-- WHAT YOU HAVE TO DO --
Tell how many lines in the listing below contain the word "every", giving the number alone.

*** SOURCE DATA

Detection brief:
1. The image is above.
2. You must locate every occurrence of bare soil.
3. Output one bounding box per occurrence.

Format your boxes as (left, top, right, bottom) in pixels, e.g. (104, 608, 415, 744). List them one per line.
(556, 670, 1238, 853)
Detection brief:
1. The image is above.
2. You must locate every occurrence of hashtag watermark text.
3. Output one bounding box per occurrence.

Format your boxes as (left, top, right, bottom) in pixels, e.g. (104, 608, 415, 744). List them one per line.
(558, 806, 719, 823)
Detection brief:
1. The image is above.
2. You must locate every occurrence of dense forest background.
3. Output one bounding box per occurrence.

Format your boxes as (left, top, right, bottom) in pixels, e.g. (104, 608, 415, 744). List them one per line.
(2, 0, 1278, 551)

******
*** SOURCE DATA

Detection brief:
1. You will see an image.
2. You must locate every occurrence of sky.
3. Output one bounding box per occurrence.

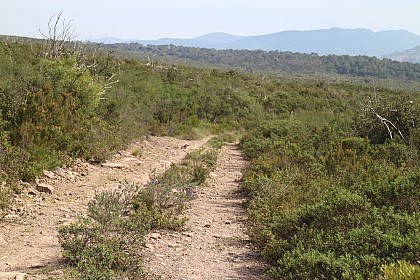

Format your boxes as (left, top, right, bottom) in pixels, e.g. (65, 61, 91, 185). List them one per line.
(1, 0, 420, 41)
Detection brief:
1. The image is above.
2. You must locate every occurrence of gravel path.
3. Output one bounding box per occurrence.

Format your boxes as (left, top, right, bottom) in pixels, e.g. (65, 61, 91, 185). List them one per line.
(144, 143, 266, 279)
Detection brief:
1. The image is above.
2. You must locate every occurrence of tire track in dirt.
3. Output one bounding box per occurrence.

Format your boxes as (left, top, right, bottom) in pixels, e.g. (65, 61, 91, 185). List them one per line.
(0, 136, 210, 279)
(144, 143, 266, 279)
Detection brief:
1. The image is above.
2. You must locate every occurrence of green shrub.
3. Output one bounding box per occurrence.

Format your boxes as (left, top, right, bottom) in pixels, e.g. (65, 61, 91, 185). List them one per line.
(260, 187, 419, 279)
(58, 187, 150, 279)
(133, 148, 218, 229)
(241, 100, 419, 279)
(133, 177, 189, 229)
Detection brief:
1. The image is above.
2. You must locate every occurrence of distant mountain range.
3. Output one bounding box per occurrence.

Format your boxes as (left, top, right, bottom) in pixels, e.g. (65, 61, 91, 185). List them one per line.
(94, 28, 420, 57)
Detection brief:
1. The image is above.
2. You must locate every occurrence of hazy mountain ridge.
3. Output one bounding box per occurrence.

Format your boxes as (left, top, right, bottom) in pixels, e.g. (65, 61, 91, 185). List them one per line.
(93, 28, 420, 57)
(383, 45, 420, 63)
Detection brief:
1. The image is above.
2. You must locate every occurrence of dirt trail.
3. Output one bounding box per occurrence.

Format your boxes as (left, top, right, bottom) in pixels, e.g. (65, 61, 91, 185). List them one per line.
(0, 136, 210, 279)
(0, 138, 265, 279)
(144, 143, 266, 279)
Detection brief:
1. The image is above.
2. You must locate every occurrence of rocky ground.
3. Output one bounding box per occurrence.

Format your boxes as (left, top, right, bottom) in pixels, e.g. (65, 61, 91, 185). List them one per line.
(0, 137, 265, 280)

******

-- ANSWER TO THIS PROBLEM --
11